# [Source document]
Fig 5C shows WT Fibroblasts were incubated with ALA for 24 hours in either a 24-well or a 96-well microplate for 24 hours; 405nm light was delivered (inside the incubator) with the 24 or 96-well MPS, respectively. The duration was kept fixed at 20 minutes while the irradiance was varied (0.75, 1.5, 3, 4.5, and 6 mW/cm²) between conditions. Thus, fluence was modulated with the irradiance parameter (since fluence = irradiance ⋅ time) and the percent of PpIX photobleaching is depicted with increasing fluence along the x-axis. For both the 96 and 24-well formats, there is significant photobleaching observed (p < 0.001) between no light and 0.75mW/cm2² irradiance (a fluence dose of 0.9 J/cm2), as well as between the.75mW/cm2² and the 1.5mW/cm2² condition (a fluence dose of 1.8J/cm2²). There is also significant difference between the 1.5mW/cm2² and 3mW/cm2²(fluence dose of 3.6J/cm2²) conditions in both the 96-well(p < 0.001) and 24-well (p < 0.01) formats. The difference between light treatment at an irradiance of 3mW/cm2 and 4.5mW/cm2 (a fluence dose of 5.4J/cm2) was significantly different for the 96-well formats but not for the 24-well formats (even though the 2 microplate formats did not have values significantly from each other at that point). This is likely due to the smaller number of samples per plate used for the 24-well experiments (3 independent plates with 3 wells per plate in the 24-well and 3 independent plates with 7 wells per plate for the 96-well). There was no statistical significance between light treatment of irradiance 4.5mW/cm2² and an irradiance of 6mW/cm2²(a fluence dose of 7.2J/cm2) in either microplate formats. Importantly, there was no significant difference in photobleaching between the 2 microplate formats at all values of delivered fluence.

# [What this exercise asks]
A) Please explain, using the photobleaching excerpt, why the difference between 3 and 4.5 mW/cm² irradiance reached significance in the 96-well format but not in the 24-well format. Answer in one to three sentences.
B) According to the photobleaching excerpt, for how long was the 405nm light delivered in every condition?

(Collection entries)
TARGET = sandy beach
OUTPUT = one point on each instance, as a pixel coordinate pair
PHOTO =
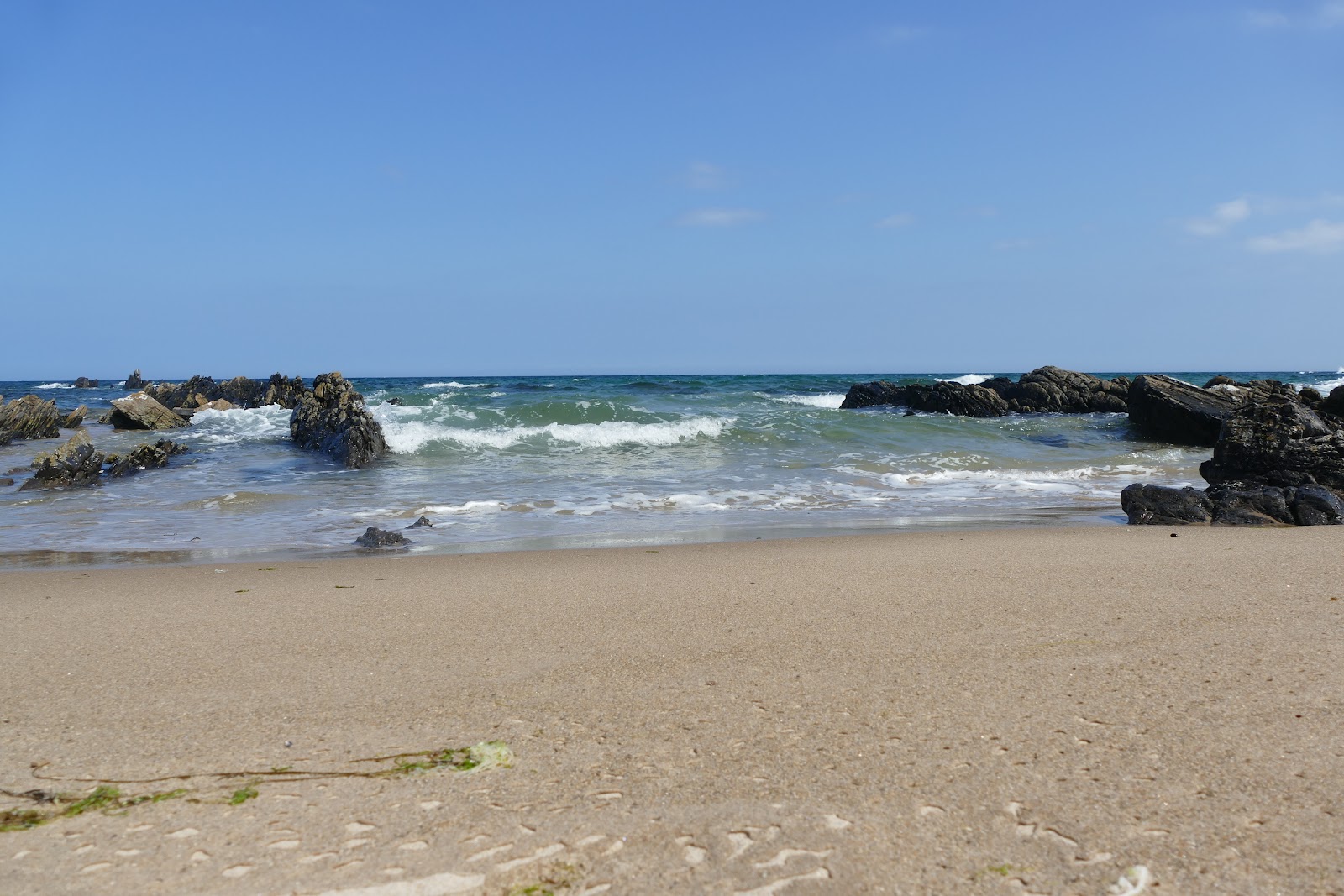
(1026, 711)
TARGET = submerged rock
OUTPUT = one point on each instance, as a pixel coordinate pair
(31, 418)
(1046, 390)
(333, 419)
(375, 537)
(141, 411)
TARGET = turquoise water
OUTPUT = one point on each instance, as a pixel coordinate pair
(568, 461)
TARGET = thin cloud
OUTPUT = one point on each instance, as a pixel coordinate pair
(719, 217)
(1223, 217)
(891, 222)
(1319, 237)
(703, 175)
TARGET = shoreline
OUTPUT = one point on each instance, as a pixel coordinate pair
(914, 712)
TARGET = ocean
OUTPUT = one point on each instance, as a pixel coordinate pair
(585, 461)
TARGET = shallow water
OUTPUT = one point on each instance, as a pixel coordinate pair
(515, 463)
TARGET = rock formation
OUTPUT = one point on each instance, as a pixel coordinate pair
(1046, 390)
(31, 418)
(140, 411)
(375, 537)
(333, 418)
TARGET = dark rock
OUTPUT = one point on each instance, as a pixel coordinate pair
(143, 457)
(333, 418)
(1277, 443)
(74, 464)
(1162, 506)
(141, 411)
(74, 418)
(375, 537)
(1046, 390)
(31, 418)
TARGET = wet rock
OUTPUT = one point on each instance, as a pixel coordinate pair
(375, 537)
(1162, 506)
(1046, 390)
(74, 464)
(141, 411)
(333, 419)
(74, 418)
(1278, 443)
(31, 418)
(143, 457)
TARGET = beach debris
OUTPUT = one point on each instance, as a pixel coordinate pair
(375, 537)
(30, 418)
(74, 418)
(333, 419)
(141, 411)
(77, 463)
(1046, 390)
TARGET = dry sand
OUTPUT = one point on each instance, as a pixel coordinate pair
(1046, 711)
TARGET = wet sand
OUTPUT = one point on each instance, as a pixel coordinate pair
(1035, 711)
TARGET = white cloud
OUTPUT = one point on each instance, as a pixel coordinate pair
(719, 217)
(891, 222)
(1319, 235)
(703, 175)
(1223, 217)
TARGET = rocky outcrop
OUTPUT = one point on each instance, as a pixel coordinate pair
(141, 411)
(74, 418)
(1233, 504)
(30, 418)
(333, 419)
(1278, 443)
(375, 537)
(1046, 390)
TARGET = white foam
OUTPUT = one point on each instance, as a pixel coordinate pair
(828, 401)
(409, 436)
(241, 425)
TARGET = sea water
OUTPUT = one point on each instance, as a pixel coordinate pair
(581, 461)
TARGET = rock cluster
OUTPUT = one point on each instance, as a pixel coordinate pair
(80, 464)
(333, 418)
(1046, 390)
(30, 418)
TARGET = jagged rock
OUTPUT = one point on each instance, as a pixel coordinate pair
(1162, 506)
(1046, 390)
(1277, 443)
(74, 464)
(141, 411)
(333, 418)
(375, 537)
(143, 457)
(31, 418)
(74, 418)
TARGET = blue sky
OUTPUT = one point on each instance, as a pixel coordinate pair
(685, 187)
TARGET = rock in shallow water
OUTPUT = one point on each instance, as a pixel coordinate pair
(375, 537)
(333, 419)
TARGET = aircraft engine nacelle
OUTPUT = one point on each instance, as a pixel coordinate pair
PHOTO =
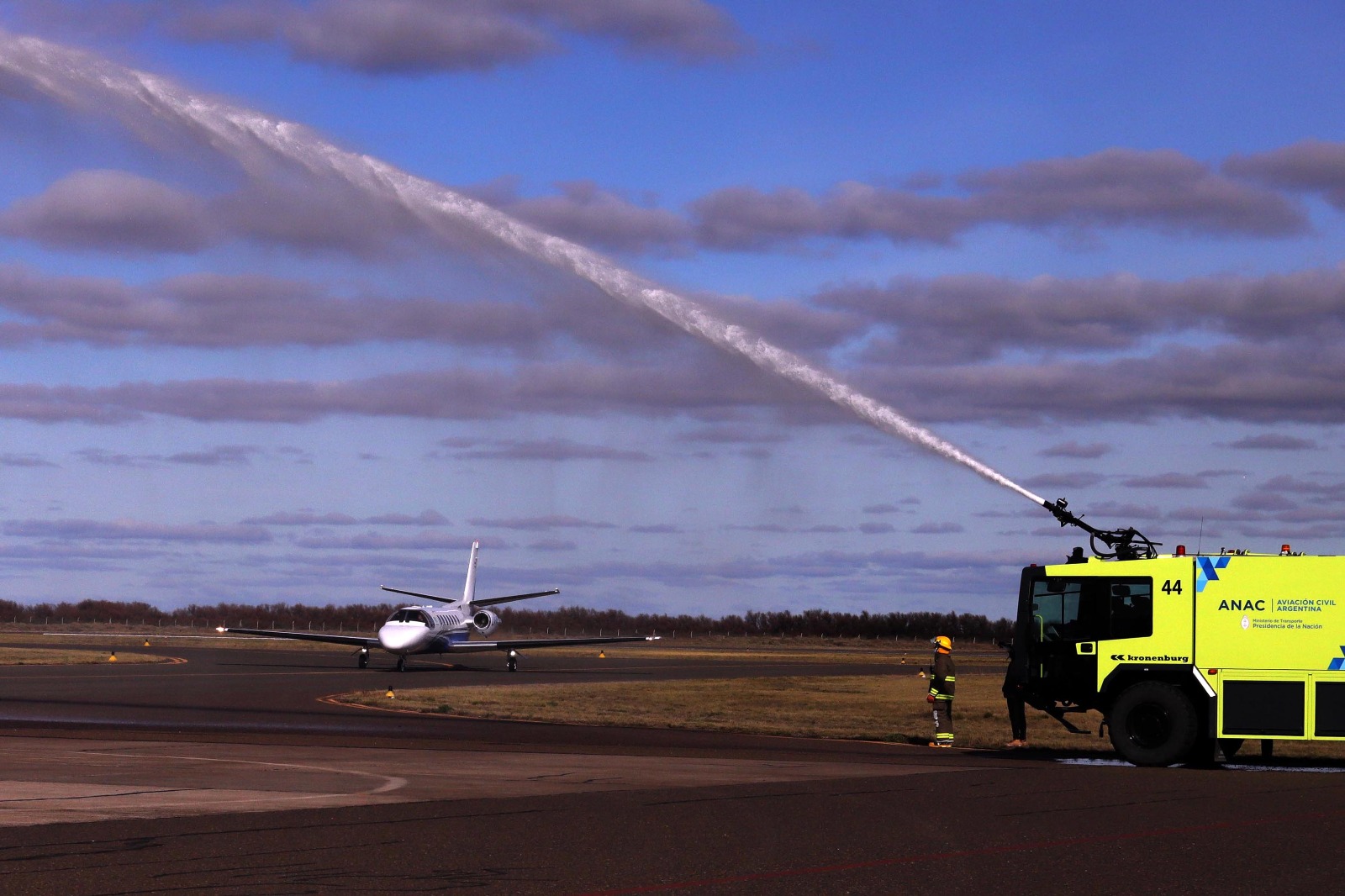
(486, 622)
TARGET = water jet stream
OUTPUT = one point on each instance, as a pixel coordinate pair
(82, 80)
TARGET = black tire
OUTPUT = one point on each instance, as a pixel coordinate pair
(1153, 724)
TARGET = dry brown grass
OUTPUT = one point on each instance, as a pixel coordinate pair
(40, 656)
(887, 708)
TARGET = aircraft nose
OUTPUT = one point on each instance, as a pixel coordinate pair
(398, 638)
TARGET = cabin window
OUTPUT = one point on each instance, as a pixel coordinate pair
(1093, 609)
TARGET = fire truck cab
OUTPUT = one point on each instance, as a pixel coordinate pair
(1185, 653)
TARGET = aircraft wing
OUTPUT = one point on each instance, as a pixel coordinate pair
(529, 643)
(354, 640)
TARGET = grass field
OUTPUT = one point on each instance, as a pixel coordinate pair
(40, 656)
(888, 708)
(884, 708)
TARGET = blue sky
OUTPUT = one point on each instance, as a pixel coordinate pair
(1100, 248)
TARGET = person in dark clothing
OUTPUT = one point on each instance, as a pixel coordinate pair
(943, 681)
(1015, 680)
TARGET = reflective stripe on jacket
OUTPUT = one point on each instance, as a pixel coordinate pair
(943, 678)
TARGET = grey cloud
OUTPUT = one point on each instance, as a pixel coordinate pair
(417, 37)
(699, 390)
(883, 509)
(376, 541)
(730, 435)
(1110, 188)
(1118, 187)
(551, 450)
(689, 30)
(553, 544)
(744, 219)
(222, 455)
(314, 215)
(541, 524)
(24, 461)
(1264, 501)
(111, 210)
(974, 316)
(1254, 383)
(938, 529)
(208, 309)
(1274, 441)
(1309, 166)
(313, 519)
(789, 323)
(423, 519)
(1063, 481)
(1116, 510)
(136, 530)
(118, 459)
(592, 215)
(302, 519)
(1167, 481)
(1073, 450)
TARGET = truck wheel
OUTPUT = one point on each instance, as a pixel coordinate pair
(1153, 724)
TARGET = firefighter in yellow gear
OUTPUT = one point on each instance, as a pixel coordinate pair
(943, 681)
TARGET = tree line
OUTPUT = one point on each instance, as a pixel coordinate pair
(518, 620)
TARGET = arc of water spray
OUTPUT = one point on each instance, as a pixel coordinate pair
(76, 77)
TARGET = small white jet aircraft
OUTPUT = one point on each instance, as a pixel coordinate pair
(425, 629)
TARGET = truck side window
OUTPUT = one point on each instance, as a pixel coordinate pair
(1093, 609)
(1133, 609)
(1056, 609)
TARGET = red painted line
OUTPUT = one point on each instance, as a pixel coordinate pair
(963, 853)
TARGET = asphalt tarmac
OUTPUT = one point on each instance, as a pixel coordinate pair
(229, 774)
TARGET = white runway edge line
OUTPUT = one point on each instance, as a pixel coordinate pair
(87, 81)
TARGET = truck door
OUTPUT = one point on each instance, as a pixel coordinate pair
(1067, 618)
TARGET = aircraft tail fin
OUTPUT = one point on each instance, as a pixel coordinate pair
(470, 588)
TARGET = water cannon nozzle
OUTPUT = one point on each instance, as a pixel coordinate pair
(1107, 544)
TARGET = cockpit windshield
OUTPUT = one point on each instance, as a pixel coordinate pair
(407, 614)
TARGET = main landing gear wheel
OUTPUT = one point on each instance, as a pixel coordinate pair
(1153, 724)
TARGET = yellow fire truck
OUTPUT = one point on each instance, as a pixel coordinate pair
(1184, 653)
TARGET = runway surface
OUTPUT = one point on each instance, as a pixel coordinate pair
(228, 774)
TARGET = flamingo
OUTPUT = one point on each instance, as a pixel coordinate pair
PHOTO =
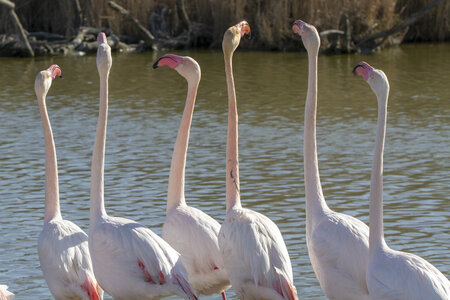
(392, 274)
(62, 245)
(129, 260)
(338, 244)
(255, 256)
(187, 229)
(5, 294)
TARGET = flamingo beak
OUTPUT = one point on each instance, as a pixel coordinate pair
(363, 69)
(244, 29)
(297, 27)
(101, 38)
(55, 71)
(170, 60)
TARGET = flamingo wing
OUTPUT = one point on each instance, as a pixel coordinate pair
(194, 234)
(255, 256)
(338, 247)
(400, 275)
(130, 257)
(65, 261)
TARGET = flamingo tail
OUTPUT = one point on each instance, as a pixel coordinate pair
(285, 288)
(186, 287)
(224, 297)
(91, 288)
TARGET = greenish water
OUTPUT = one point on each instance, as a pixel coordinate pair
(145, 110)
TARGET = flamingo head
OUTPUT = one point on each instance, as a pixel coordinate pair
(44, 79)
(309, 35)
(376, 78)
(184, 65)
(104, 60)
(233, 35)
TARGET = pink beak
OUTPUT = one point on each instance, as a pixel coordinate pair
(101, 38)
(170, 60)
(297, 27)
(54, 71)
(243, 28)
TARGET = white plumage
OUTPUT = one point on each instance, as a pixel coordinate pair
(187, 229)
(62, 245)
(255, 256)
(338, 244)
(129, 260)
(391, 274)
(253, 250)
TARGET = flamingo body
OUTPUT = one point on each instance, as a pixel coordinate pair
(340, 270)
(194, 234)
(132, 262)
(5, 294)
(391, 274)
(129, 260)
(338, 244)
(187, 229)
(404, 276)
(252, 247)
(255, 256)
(65, 261)
(62, 245)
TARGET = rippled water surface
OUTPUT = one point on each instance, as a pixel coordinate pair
(145, 110)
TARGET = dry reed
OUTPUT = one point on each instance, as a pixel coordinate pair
(270, 19)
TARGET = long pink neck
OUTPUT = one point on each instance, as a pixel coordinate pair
(98, 155)
(52, 209)
(376, 235)
(175, 196)
(315, 201)
(233, 198)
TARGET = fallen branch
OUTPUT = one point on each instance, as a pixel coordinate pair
(386, 33)
(150, 38)
(22, 35)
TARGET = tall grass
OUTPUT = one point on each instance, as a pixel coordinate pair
(270, 20)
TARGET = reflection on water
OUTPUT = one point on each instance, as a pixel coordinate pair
(145, 110)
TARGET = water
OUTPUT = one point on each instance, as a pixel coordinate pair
(145, 110)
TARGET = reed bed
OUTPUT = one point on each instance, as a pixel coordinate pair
(270, 20)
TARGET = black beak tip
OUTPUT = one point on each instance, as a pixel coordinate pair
(356, 67)
(155, 65)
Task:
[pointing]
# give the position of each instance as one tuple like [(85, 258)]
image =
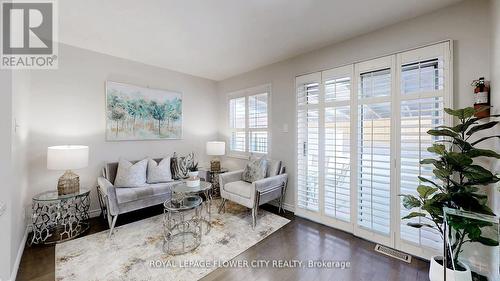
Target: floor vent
[(393, 253)]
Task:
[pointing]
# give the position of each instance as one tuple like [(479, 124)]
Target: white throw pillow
[(159, 172), (131, 175)]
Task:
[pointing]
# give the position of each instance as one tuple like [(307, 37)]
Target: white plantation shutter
[(423, 86), (308, 142), (417, 117)]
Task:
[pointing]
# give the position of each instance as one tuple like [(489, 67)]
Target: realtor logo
[(28, 32)]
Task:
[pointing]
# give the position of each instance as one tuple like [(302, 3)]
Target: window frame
[(247, 93)]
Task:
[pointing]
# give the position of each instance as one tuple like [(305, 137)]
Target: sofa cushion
[(124, 195), (273, 168), (241, 188), (255, 169), (159, 172), (131, 175)]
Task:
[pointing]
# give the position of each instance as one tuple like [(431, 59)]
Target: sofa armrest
[(110, 191), (229, 177), (270, 183)]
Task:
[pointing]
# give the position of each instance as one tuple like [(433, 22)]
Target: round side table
[(182, 225), (57, 218)]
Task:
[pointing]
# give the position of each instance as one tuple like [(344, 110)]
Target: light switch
[(285, 128)]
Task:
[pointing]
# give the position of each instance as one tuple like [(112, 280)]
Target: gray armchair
[(252, 195)]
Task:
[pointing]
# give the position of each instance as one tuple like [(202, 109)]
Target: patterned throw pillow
[(255, 169), (159, 172), (131, 175)]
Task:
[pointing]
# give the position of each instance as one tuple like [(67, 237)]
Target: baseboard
[(20, 252)]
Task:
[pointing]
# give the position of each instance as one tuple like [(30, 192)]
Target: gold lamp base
[(68, 183), (215, 165)]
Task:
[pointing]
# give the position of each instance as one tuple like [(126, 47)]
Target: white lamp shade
[(216, 148), (67, 157)]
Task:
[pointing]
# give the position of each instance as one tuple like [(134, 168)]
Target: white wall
[(460, 23), (495, 81), (67, 106)]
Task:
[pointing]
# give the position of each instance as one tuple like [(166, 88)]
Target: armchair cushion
[(241, 188)]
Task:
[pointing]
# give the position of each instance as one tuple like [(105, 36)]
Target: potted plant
[(458, 184)]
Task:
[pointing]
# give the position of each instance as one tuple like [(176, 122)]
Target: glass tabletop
[(183, 188), (187, 203), (53, 196)]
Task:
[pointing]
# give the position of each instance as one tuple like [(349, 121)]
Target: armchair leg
[(222, 205), (112, 226)]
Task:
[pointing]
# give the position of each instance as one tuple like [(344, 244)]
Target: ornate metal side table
[(182, 225), (205, 189), (59, 218), (213, 177)]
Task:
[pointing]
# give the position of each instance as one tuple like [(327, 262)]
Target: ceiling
[(217, 39)]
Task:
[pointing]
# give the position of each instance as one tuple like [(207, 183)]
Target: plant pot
[(436, 271)]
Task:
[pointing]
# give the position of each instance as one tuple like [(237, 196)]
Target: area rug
[(134, 252)]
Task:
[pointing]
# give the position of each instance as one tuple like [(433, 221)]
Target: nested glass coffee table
[(205, 189), (182, 225)]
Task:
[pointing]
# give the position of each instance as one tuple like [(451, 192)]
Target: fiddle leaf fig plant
[(458, 180)]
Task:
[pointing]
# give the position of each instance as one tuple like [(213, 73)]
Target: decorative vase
[(436, 271)]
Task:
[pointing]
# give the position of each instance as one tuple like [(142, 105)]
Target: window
[(248, 121), (361, 133)]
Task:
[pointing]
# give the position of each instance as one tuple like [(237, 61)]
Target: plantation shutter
[(237, 124), (423, 81), (308, 141), (361, 133), (337, 85)]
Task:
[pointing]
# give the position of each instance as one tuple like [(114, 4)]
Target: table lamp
[(215, 148), (67, 158)]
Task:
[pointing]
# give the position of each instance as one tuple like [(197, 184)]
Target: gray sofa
[(118, 200)]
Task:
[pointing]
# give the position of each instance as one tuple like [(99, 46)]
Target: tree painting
[(137, 113)]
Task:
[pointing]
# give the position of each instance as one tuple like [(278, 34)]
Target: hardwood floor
[(300, 240)]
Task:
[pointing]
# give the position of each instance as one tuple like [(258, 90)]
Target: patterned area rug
[(134, 252)]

# [Responses per task]
A) The 24-well experiments likely had too few samples per plate: they used 3 independent plates with 3 wells each, while the 96-well experiments used 3 independent plates with 7 wells each. The two formats did not differ significantly from each other at that point.

B) 20 minutes.